_Text passage_:
===
A small crowd gathered in Höfn, Southeast Iceland, when a walrus was spotted in the town harbour yesterday evening, RÚV reports. There are no walruses living on Iceland’s shores, but one is spotted on average every ten years or so, likely arriving from Greenland. The walrus spotted in Höfn swam out to sea last night and caused no damage to residents or the harbour.
Though Iceland does not have a local walrus population today, there is evidence it used to. In 2019, DNA analyses and radiocarbon dating of walrus tusks found in Iceland revealed that they belonged to a previously unknown subspecies of the Atlantic walrus. This confirmed Iceland was “home to a distinct, localised subspecies” of walrus, according to Dr. Hilmar Malmquist, Director of the Icelandic Museum of Natural History.
===
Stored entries
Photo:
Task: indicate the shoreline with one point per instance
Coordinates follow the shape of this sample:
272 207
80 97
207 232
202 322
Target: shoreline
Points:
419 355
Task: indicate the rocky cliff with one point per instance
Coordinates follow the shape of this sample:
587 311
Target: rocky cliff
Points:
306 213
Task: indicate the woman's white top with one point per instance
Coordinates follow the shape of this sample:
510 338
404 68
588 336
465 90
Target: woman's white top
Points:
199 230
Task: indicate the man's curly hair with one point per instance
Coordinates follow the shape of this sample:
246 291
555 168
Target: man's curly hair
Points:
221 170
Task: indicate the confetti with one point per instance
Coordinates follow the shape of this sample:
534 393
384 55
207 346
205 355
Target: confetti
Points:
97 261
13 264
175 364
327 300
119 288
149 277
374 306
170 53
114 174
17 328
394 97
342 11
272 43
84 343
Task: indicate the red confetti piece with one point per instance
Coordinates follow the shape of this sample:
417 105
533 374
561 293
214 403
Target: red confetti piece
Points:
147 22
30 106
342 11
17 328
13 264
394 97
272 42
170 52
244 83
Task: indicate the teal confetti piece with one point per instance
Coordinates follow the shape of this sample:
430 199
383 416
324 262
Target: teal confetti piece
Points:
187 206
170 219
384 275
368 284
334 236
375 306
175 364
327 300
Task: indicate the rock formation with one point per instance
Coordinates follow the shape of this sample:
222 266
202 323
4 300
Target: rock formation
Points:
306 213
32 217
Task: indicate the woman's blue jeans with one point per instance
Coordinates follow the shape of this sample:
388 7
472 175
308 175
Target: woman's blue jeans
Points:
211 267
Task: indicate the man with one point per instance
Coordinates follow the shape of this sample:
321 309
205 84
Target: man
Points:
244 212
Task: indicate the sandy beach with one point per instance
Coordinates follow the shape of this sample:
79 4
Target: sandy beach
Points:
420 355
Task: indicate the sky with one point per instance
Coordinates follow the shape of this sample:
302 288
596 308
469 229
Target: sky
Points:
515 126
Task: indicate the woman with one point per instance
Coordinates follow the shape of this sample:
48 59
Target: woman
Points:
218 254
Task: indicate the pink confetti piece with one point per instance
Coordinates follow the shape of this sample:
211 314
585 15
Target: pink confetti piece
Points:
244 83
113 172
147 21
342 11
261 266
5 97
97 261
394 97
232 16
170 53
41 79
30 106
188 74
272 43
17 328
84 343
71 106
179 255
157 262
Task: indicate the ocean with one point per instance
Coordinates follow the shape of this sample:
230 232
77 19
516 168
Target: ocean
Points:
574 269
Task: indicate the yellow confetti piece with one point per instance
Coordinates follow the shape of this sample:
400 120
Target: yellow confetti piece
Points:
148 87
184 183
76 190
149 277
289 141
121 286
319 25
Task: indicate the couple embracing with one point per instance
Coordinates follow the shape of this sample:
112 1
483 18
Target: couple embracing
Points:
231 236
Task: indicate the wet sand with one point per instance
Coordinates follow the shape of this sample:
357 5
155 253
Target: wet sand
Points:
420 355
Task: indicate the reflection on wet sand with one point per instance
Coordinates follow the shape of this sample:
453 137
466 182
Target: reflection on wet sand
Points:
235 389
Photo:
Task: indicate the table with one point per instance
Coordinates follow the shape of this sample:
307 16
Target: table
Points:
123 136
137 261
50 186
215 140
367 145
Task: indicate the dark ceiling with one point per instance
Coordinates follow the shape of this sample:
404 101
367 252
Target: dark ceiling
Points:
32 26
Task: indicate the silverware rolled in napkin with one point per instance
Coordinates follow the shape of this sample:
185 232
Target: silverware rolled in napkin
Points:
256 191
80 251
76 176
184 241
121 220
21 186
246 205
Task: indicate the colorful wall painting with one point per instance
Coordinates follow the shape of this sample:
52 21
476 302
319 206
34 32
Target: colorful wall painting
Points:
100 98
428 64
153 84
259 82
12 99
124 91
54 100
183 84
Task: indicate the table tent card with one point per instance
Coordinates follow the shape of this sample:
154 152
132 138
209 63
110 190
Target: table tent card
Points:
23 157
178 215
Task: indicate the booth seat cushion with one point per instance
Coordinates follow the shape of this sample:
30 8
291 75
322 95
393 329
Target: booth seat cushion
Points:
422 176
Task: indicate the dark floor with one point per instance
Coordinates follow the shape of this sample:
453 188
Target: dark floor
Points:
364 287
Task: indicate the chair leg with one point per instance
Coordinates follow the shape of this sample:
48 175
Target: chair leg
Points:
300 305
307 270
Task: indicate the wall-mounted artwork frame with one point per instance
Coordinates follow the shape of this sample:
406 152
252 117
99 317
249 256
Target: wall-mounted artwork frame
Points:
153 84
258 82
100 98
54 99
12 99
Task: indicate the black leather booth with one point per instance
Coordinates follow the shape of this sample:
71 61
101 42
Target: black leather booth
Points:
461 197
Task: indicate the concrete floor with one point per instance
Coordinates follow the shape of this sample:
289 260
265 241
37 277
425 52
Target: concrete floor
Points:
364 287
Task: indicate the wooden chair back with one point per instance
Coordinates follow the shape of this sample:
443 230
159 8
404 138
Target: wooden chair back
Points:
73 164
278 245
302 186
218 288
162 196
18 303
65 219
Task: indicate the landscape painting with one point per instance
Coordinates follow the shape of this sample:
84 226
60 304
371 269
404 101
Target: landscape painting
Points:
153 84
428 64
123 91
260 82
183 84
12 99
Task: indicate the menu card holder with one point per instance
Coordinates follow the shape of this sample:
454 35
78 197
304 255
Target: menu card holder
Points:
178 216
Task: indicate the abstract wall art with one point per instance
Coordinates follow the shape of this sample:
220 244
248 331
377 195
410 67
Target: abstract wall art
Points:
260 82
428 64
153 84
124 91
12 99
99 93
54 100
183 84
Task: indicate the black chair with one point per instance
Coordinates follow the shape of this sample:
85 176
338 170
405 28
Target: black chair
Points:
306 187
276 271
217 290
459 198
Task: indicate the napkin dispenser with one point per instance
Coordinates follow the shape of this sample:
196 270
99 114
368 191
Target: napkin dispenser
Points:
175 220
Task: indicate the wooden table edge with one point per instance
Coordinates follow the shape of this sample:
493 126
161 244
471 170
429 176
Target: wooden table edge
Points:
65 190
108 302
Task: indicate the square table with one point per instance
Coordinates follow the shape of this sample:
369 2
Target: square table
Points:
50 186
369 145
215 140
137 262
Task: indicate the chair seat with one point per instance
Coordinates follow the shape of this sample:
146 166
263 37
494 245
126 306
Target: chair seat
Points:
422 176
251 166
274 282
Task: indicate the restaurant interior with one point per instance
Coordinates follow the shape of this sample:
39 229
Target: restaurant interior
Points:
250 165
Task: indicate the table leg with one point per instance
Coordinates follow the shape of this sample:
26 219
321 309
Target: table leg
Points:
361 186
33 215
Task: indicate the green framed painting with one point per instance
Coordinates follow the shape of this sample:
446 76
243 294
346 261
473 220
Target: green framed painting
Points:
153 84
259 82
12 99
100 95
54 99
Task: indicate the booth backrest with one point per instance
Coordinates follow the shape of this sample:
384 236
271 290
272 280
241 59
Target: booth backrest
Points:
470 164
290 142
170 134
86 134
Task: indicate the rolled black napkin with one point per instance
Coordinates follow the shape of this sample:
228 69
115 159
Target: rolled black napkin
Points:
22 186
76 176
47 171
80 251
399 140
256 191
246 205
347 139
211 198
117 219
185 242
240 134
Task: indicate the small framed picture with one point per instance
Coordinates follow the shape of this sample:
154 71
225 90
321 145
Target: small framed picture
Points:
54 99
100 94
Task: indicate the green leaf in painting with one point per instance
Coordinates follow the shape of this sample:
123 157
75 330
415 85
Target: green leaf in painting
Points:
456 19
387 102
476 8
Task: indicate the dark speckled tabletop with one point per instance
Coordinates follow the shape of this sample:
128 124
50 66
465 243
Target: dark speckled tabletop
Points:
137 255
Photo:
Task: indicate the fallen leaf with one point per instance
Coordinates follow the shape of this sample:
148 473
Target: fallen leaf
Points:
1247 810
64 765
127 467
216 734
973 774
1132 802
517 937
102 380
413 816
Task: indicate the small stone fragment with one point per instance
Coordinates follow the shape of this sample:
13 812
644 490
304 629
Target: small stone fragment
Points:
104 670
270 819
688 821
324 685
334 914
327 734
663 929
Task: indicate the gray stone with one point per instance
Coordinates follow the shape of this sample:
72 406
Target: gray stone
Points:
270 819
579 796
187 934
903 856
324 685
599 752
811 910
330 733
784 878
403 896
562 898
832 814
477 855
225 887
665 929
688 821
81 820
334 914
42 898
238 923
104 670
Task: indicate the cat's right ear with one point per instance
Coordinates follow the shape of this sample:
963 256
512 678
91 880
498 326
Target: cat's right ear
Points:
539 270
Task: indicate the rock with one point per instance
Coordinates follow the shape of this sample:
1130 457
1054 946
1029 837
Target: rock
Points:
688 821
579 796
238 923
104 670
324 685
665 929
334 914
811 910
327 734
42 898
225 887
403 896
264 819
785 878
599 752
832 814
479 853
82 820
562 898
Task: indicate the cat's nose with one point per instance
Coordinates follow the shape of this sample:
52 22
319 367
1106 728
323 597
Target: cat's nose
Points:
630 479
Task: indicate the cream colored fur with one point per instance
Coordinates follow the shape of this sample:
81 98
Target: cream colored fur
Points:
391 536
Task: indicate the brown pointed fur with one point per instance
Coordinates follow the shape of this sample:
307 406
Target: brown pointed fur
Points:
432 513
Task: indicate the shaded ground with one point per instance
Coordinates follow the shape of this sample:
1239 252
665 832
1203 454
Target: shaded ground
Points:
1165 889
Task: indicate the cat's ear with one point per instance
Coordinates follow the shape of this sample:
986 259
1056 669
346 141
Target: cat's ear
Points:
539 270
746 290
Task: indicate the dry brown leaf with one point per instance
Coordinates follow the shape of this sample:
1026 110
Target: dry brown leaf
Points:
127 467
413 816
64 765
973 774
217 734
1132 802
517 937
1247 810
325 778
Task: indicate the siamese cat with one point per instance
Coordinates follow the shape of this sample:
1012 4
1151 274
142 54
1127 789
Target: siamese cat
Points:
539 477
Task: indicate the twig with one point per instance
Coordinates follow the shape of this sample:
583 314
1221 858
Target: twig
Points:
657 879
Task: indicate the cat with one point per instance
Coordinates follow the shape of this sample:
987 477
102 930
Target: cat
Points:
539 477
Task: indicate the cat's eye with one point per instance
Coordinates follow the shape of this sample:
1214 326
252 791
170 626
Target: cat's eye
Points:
===
_What is needed_: Continue the article about the walrus seen in Höfn harbor, starting after its final sentence.

_Response_:
The subspecies lived on Iceland’s shores from at least 7000 BC but disappeared shortly after the arrival of settlers. The total population seems to have been relatively small (around 5,000 animals) and thus vulnerable to habitat changes. Iceland’s climate today is too warm to support a walrus population. The animals prefer colder temperatures as well as abundant sea ice, especially during breeding season.
While Hilmar says a warming climate and volcanic eruptions may have been factors in the animals’ disappearance, the most likely explanation is that the animals were hunted to extinction by humans. Walrus ivory was once traded as a luxury product in Europe and Vikings also used walrus hides to make rope and walrus blubber to make oil, used for waterproofing ship hulls. Some sources suggest Vikings also ate walrus meat.